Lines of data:
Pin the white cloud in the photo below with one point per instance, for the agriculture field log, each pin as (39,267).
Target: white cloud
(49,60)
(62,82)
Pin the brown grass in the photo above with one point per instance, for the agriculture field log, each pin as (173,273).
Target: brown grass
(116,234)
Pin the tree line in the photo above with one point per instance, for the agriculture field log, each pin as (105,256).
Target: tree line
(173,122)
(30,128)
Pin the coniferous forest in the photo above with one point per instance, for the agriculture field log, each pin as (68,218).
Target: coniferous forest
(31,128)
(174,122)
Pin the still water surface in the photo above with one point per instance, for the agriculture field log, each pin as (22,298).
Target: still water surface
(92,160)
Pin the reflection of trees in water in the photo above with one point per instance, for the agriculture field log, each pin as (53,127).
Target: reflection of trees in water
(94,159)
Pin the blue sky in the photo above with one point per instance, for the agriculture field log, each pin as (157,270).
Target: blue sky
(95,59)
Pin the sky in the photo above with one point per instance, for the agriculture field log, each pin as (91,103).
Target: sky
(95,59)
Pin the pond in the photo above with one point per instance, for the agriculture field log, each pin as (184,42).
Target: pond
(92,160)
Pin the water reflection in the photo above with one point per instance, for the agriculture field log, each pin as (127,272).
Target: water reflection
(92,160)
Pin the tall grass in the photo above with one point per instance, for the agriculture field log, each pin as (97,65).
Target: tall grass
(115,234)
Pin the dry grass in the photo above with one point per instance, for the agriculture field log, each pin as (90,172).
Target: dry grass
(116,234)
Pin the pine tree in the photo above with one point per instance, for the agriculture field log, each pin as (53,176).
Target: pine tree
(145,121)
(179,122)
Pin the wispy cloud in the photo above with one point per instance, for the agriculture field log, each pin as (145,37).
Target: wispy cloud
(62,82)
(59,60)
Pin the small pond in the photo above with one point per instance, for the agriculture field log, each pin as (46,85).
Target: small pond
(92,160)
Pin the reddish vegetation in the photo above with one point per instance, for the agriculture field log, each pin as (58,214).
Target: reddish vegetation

## TASK
Render every row above as a JSON array of strings, with one string per line and no blank lines.

## EXERCISE SOLUTION
[
  "Pin the white cloud in the photo below with one point per instance, for the agriculture field log, each pin as (39,267).",
  "Target: white cloud",
  "(49,60)",
  "(62,82)",
  "Pin the brown grass in the photo above with one point per instance, for the agriculture field log, each pin as (173,273).",
  "Target: brown grass",
  "(116,234)",
  "Pin the tree line in the photo above with one point per instance, for the agriculture field log, each pin as (105,256).",
  "Target: tree line",
  "(173,122)",
  "(30,128)",
  "Pin the coniferous forest in the photo above with one point per instance, for the agriculture field log, each pin as (68,218).",
  "Target: coniferous forest",
  "(31,128)",
  "(174,122)",
  "Pin the still water surface in the photo above with one point per instance, for the agriculture field log, each pin as (22,298).",
  "Target: still water surface",
  "(92,160)",
  "Pin the reflection of trees in water in the photo above with one point per instance, for the agriculture field log, each pin as (53,127).",
  "Target: reflection of trees in water",
  "(94,159)",
  "Pin the blue sky in the photo above with one point per instance, for the agriculture field log, each pin as (157,270).",
  "Target: blue sky",
  "(95,59)",
  "Pin the sky in the photo above with one point per instance, for the agriculture field log, each pin as (91,103).",
  "Target: sky",
  "(95,59)",
  "Pin the pond in the photo above with one point per instance, for the agriculture field log, each pin as (184,42).",
  "Target: pond",
  "(92,160)",
  "Pin the water reflection in the photo above with one point per instance, for the agriculture field log, each pin as (127,272).",
  "Target: water reflection",
  "(92,160)",
  "Pin the tall grass in the photo above with one point per instance, for the agriculture field log, each pin as (97,65).",
  "Target: tall grass",
  "(115,234)",
  "Pin the dry grass in the photo above with one point per instance, for the agriculture field log, each pin as (90,172).",
  "Target: dry grass",
  "(116,234)",
  "Pin the pine tree in the photo above with one point per instance, for the agriculture field log, each pin as (53,176).",
  "Target: pine tree",
  "(145,121)",
  "(179,122)",
  "Pin the wispy cloud in the photo above with one point per instance, for the agriculture field log, each pin as (145,37).",
  "Target: wispy cloud",
  "(62,82)",
  "(59,60)",
  "Pin the small pond in the photo above with one point per instance, for the agriculture field log, each pin as (46,85).",
  "Target: small pond",
  "(92,160)",
  "Pin the reddish vegetation in the photo above with one point per instance, for the agriculture field log, each pin as (58,214).",
  "Target: reddish vegetation"
]